- PROBLEM
Give a verbatim quotation of every record.

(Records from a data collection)
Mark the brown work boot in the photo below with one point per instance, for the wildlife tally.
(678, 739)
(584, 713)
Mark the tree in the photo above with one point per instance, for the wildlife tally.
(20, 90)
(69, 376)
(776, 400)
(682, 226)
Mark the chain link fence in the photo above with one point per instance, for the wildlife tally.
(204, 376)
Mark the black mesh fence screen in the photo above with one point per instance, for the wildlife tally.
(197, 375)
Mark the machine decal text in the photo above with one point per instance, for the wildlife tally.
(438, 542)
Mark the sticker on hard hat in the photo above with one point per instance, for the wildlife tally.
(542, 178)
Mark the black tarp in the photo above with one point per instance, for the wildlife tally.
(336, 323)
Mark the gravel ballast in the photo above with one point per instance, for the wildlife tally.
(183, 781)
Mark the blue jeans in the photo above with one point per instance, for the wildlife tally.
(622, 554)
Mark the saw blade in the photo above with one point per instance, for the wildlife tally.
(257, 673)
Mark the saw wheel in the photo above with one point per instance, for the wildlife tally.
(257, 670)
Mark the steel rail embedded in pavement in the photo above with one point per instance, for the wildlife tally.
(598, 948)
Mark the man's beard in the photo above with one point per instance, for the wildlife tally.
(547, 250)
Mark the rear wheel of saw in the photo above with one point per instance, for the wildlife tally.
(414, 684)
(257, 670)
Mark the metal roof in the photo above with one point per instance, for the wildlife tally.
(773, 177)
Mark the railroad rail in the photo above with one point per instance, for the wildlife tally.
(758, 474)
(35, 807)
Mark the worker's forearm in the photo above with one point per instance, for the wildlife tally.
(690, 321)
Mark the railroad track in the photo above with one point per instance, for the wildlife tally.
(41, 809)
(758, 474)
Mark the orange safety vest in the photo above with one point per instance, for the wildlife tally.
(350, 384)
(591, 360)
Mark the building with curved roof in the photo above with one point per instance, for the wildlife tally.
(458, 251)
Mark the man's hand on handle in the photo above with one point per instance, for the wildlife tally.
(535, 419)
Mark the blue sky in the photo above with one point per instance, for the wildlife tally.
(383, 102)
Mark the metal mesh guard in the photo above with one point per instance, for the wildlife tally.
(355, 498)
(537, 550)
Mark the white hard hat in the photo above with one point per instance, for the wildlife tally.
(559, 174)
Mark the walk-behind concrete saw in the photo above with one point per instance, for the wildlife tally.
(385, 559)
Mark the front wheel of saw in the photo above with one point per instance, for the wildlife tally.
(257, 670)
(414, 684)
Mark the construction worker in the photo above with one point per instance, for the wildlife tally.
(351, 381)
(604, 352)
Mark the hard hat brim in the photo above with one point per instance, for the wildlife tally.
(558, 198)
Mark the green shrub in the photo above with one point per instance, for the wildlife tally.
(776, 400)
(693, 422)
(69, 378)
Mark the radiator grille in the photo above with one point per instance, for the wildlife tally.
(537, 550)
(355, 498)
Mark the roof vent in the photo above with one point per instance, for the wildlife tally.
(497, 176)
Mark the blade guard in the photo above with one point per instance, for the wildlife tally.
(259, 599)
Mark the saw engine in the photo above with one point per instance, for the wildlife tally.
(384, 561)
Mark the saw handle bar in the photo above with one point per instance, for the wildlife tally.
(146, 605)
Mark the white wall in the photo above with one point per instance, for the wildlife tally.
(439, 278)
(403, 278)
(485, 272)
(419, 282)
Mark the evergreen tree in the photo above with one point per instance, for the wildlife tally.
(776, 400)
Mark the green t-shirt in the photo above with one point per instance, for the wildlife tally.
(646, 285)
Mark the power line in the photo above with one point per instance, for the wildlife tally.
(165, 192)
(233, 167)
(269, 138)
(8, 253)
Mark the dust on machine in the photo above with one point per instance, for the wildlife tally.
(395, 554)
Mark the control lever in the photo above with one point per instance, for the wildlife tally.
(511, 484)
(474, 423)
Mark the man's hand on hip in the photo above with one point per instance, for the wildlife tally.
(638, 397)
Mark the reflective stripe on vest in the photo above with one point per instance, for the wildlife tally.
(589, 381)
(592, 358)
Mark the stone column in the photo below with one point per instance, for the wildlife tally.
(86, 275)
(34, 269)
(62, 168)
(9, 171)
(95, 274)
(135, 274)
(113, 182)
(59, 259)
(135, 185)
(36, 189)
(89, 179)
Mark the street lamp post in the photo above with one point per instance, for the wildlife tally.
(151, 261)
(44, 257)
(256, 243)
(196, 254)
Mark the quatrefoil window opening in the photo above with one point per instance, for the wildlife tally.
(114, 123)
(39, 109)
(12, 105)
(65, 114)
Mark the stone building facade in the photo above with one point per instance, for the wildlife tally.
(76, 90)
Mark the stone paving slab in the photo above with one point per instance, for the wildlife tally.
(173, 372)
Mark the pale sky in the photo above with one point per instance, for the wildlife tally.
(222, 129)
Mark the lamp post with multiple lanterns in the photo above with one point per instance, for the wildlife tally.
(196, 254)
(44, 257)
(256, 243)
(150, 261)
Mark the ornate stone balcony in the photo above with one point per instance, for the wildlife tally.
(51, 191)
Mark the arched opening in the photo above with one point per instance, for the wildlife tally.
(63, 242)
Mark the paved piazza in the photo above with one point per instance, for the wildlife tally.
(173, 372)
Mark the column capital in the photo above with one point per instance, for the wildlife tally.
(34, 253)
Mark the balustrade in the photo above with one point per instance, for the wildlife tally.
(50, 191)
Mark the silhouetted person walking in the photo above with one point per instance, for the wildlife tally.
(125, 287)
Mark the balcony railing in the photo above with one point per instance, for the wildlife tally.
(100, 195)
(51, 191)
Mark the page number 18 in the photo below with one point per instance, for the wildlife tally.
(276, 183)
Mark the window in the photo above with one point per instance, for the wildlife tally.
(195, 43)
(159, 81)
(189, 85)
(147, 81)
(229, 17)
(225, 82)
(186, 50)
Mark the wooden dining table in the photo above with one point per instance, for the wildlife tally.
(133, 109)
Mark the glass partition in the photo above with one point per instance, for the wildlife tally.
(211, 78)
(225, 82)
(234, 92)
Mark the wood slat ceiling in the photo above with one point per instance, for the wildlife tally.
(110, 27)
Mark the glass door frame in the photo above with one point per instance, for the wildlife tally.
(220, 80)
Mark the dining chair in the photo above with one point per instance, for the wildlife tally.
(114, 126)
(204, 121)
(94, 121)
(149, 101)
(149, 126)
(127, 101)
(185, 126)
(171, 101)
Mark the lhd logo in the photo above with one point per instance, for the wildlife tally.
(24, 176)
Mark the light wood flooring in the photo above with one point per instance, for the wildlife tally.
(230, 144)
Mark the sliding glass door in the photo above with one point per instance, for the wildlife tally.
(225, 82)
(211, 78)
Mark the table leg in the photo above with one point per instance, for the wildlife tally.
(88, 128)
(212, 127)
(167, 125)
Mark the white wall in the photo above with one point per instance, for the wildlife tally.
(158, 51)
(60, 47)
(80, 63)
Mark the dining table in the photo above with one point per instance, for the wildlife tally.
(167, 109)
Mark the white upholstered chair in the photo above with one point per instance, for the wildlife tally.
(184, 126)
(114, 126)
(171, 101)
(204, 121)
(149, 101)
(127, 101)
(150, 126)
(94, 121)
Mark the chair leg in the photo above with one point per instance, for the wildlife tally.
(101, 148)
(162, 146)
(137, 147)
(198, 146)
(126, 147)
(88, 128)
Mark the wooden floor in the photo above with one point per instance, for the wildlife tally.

- EXPECTED ANSWER
Mark the brown work boot in the photo below with one point per instance, for the wildlife tally.
(678, 739)
(584, 713)
Mark the tree in the photo above with one point per instance, for the wildlife tally.
(20, 90)
(69, 376)
(776, 400)
(682, 226)
Mark the chain link fence in the photo above with one point per instance, for the wildlife tally.
(204, 376)
Mark the black mesh fence screen in the photo above with one point per instance, for the wildlife tally.
(197, 375)
Mark the machine decal text in the photo above with one point per instance, for the wildlife tally.
(438, 542)
Mark the sticker on hard hat in the photo above with one point per instance, for the wildlife tally.
(542, 178)
Mark the black tarp in the photo above with one point per instance, for the wildlife tally.
(336, 323)
Mark the gravel ballast in the photo above with one point per instance, for the wildlife tally.
(183, 781)
Mark the blue jeans in the photo above with one point per instance, for the wildlife tally.
(622, 554)
Mark the saw blade in the photo above with one point per instance, for the wildlife tally.
(257, 673)
Mark the saw wheel in the photo above with one point per instance, for the wildlife tally.
(257, 670)
Mark the steel rail embedded in pavement in the photo above with one point per instance, for the wildlife tally.
(598, 948)
Mark the man's beard in the photo above with one point per instance, for the wildlife tally.
(547, 250)
Mark the rear wheel of saw in the photo above with one point per instance, for the wildlife tally.
(414, 684)
(257, 670)
Mark the metal roof in the photo above with one point per instance, for the wildlife tally.
(773, 177)
Mark the railroad rail in the photo above with one point per instance, for the wildlife tally.
(758, 474)
(35, 807)
Mark the worker's forearm in the photo above with one point per instance, for the wildlife tally.
(690, 321)
Mark the railroad track in the photo above with one point per instance, for the wildlife tally.
(41, 809)
(758, 474)
Mark the orange safety vest in the photo above with one point per instance, for the wildlife tally.
(350, 384)
(591, 360)
Mark the building with curved roof in the photo above with one point per instance, for the wildlife tally.
(458, 251)
Mark the man's hand on handle in the photo above with one point per instance, for the wildlife tally.
(535, 419)
Mark the blue sky in the photo above with one point per instance, for the wildlife tally.
(383, 102)
Mark the metal mesh guard in the photo above with one point per instance, for the wildlife tally.
(355, 498)
(537, 550)
Mark the white hard hat in the photo above with one point per instance, for the wildlife tally.
(559, 174)
Mark the walk-behind concrete saw in the photo above with one point per instance, for the wildlife tally.
(385, 559)
Mark the front wheel of saw in the photo above with one point per instance, for the wildlife tally.
(257, 670)
(414, 684)
Mark the construction worker in the photo above with one point per instance, for the wildlife tally.
(351, 381)
(604, 352)
Mark the hard hat brim in the photo above with one point per instance, for the wildlife tally.
(558, 198)
Mark the green shrub in the photo above with one point per instance, for the wildlife tally.
(776, 400)
(693, 422)
(69, 378)
Mark the radiator grille in the photo above with one point per instance, for the wildlife tally.
(537, 550)
(355, 498)
Mark the roof vent in the photo above with one point per instance, for the wildlife tally.
(497, 176)
Mark the blade guard in the photo above with one point per instance, for the wildlife tally.
(259, 599)
Mark the saw engine in the photo above with one point per instance, for the wildlife tally.
(384, 561)
Mark the saw handle bar in the photo above with one point per instance, for the wildlife tally.
(146, 605)
Mark the white wall in the photo above with one point per instance, for the wildlife tally.
(439, 278)
(403, 278)
(485, 272)
(419, 282)
Mark the evergreen tree in the photo above with one point per instance, for the wildlife tally.
(776, 400)
Mark the green t-shirt in the photo above with one point per instance, for the wildlife tally.
(646, 285)
Mark the power line in the photo above with one point per instance, for the wildlife tally.
(165, 192)
(233, 167)
(269, 138)
(8, 253)
Mark the dust on machine in the photo above with one point per instance, for the wildlife tally.
(395, 554)
Mark the control lever in the photo above with one point per instance, for the wildlife tally.
(511, 484)
(474, 423)
Mark the man's hand on hip in the photo above with one point per instance, for the wildlife tally.
(638, 397)
Mark the reflective stripe on vest in the photo above with one point per instance, for the wildlife tally.
(589, 381)
(592, 358)
Mark the stone column in the photo below with one point per instance, for the wildlife tally.
(86, 275)
(34, 269)
(62, 168)
(9, 171)
(95, 274)
(135, 274)
(113, 182)
(59, 259)
(135, 185)
(36, 189)
(89, 179)
Mark the street lamp post in the photo above with one point per instance, for the wildlife tally.
(151, 261)
(44, 257)
(256, 243)
(196, 254)
Mark the quatrefoil window opening in the photo above with one point per instance, for the wildlife tally.
(114, 123)
(39, 109)
(12, 105)
(65, 114)
Mark the stone building facade in the photo above with one point per instance, for the wildlife tally.
(76, 90)
Mark the stone paving slab in the photo above with one point per instance, for the wildlife tally.
(173, 372)
Mark the pale sky in the photo above with one point per instance, for the wildlife tally.
(222, 129)
Mark the lamp post with multiple lanterns in the photo above with one point per instance, for the wildlife tally.
(196, 254)
(44, 257)
(256, 243)
(150, 261)
Mark the ornate stone balcony in the photo above with one point per instance, for the wildlife tally.
(51, 191)
Mark the arched opening in the photo above with one point per instance, for the wildlife tally.
(63, 242)
Mark the paved piazza in the photo above with one point per instance, for the wildlife tally.
(173, 372)
Mark the column capital in the photo above with one point per instance, for the wildlife tally.
(34, 253)
Mark the balustrade in the photo above with one point per instance, for the wildlife tally.
(50, 191)
Mark the silhouetted person walking in the photo above with one point per instance, for the wildlife tally.
(125, 287)
Mark the balcony railing in the photo above with one point per instance, for the wildlife tally.
(100, 195)
(51, 191)
Mark the page number 18 in the photo below with one point per instance, for the wildlife tally.
(276, 183)
Mark the window in the photo above with one point per instance, for the wildlife tally.
(195, 43)
(159, 81)
(189, 85)
(147, 81)
(229, 17)
(225, 82)
(186, 50)
Mark the wooden dining table in the photo above with one point per instance, for the wildlife tally.
(133, 109)
Mark the glass partition in the photo above with one point per instance, for the wildlife tally.
(211, 78)
(225, 82)
(234, 92)
Mark the wood slat ceiling in the photo above with one point per instance, for the wildlife tally.
(110, 27)
Mark the glass door frame in the photo above with one point per instance, for the wildlife tally.
(220, 80)
Mark the dining chair in the photo above with one point per instance, for the wildlife tally.
(114, 126)
(204, 121)
(94, 121)
(149, 101)
(149, 126)
(127, 101)
(185, 126)
(171, 101)
Mark the lhd logo in the photo above with one point per instance, for the wildlife tally.
(24, 176)
Mark the light wood flooring in the photo above with one point per instance, for the wildlife tally.
(230, 144)
Mark the sliding glass door in the photo above with one point per instance, for the wildlife tally.
(225, 82)
(211, 78)
Mark the table leg in the photo above with one point per instance, for the wildlife tally.
(88, 128)
(212, 127)
(167, 125)
Mark the white wall in the photo above with one point per instance, for the wildlife tally.
(158, 51)
(60, 47)
(80, 63)
Mark the dining table in the photo above with one point per instance, for the wildlife tally.
(167, 109)
Mark the white upholstered chair in the photo above with one point per instance, for the wildlife tally.
(184, 126)
(114, 126)
(171, 101)
(204, 121)
(149, 101)
(127, 101)
(150, 126)
(94, 121)
Mark the chair leg in the photo above with one point per instance, for the wildlife tally.
(101, 148)
(162, 146)
(137, 147)
(198, 146)
(126, 147)
(88, 128)
Mark the wooden floor in the photo above with one point per instance, for the wildlife tally.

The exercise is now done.